Extrait du document.
# # # # # # #

Ancien Secrétaire Général de la Présidence de la République, Conseiller d’État, Président de l’Institut des neurosciences de la Pitié-Salpêtrière, Monsieur Salat-Baroux prononce une conférence sur le bilan et les perspectives de la réforme de l’État dans le secteur de la santé (1996 2018).
Après deux décennies de déficit, l’assurance-maladie est quasi à l’équilibre cette année mais « même si beaucoup a été fait, tout reste encore à faire ». Pourquoi la réforme du système de santé est-elle si délicate ?

# # # # # # #

Section des données.
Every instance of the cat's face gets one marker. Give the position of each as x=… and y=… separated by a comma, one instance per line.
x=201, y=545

# # # # # # #

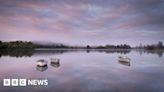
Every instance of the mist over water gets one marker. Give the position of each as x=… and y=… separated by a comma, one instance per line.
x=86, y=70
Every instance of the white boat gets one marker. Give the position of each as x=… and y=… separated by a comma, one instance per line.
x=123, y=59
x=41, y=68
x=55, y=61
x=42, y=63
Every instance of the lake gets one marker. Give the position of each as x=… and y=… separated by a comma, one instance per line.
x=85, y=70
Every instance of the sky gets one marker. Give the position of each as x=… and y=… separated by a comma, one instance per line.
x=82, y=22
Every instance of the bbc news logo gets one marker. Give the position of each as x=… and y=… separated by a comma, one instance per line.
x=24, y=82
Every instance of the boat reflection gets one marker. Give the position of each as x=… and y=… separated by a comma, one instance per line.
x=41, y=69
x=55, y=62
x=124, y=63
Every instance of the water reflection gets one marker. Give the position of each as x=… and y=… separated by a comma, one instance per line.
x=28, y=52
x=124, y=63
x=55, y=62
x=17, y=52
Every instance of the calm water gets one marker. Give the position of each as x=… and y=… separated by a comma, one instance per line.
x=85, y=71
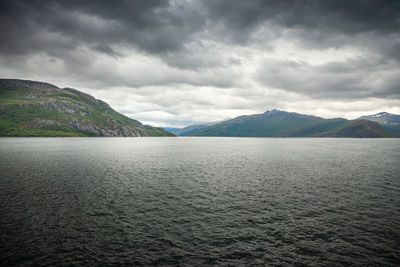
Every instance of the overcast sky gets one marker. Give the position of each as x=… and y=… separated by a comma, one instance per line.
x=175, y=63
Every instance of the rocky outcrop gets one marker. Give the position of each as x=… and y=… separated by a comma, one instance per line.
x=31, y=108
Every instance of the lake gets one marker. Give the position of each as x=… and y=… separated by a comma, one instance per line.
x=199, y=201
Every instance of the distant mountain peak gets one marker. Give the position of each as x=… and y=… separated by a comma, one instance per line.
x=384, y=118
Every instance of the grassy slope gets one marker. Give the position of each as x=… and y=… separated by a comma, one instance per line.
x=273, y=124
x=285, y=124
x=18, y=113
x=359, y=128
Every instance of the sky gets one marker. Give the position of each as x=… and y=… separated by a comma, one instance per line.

# # # # # # #

Tâches à réaliser.
1) Recopiez le passage de l'extrait commençant par « Ancien Secrétaire Général » et se terminant par « santé (1996 2018). », en substituant « intervention » à « conférence ».
2) Relevez dans l'extrait toutes les fonctions attribuées à Monsieur Salat-Baroux.

Réponses ci-dessous.
1)
Ancien Secrétaire Général de la Présidence de la République, Conseiller d’État, Président de l’Institut des neurosciences de la Pitié-Salpêtrière, Monsieur Salat-Baroux prononce une intervention sur le bilan et les perspectives de la réforme de l’État dans le secteur de la santé (1996 2018).

2)
- Ancien Secrétaire Général de la Présidence de la République
- Conseiller d'État
- Président de l'Institut des neurosciences de la Pitié-Salpêtrière